▶ _WRITTEN REQUEST_
Please give the entries again from the line with "Target: mountain" up to and including the last line of the entries, swapping "cliff" for "crag" and leaving everything else unchanged.

▶ _PROVIDED DATA_

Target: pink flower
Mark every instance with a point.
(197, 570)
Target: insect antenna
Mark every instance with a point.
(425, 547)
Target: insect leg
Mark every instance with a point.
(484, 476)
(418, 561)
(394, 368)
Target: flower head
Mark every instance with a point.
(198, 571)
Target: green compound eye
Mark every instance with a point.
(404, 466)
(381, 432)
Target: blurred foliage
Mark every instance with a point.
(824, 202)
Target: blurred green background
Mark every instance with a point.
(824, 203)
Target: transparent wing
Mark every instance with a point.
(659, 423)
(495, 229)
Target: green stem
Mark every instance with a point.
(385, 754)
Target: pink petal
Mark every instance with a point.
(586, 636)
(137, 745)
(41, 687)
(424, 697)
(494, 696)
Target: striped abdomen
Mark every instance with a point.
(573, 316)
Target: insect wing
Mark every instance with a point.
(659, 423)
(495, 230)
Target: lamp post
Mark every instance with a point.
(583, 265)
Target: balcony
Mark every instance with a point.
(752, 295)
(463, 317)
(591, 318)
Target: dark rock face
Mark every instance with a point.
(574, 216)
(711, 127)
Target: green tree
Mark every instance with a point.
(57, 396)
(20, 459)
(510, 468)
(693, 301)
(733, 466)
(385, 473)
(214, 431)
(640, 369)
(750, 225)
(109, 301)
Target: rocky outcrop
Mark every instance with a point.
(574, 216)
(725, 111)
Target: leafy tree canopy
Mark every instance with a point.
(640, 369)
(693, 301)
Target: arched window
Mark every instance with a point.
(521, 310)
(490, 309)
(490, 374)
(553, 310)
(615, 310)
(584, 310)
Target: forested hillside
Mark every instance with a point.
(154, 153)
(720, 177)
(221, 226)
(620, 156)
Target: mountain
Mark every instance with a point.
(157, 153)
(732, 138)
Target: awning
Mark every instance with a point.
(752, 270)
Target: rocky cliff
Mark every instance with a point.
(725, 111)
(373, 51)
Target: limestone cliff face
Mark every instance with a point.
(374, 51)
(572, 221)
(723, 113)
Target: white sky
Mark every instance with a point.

▶ _OUTPUT_
Target: mountain
Mark every instance with a point.
(157, 153)
(732, 138)
Target: awning
Mark every instance with a point.
(752, 270)
Target: rocky crag
Mark every instance with a point.
(725, 111)
(373, 51)
Target: limestone crag face
Mark every instance with a point.
(374, 51)
(572, 221)
(723, 113)
Target: white sky
Mark every instance with a point.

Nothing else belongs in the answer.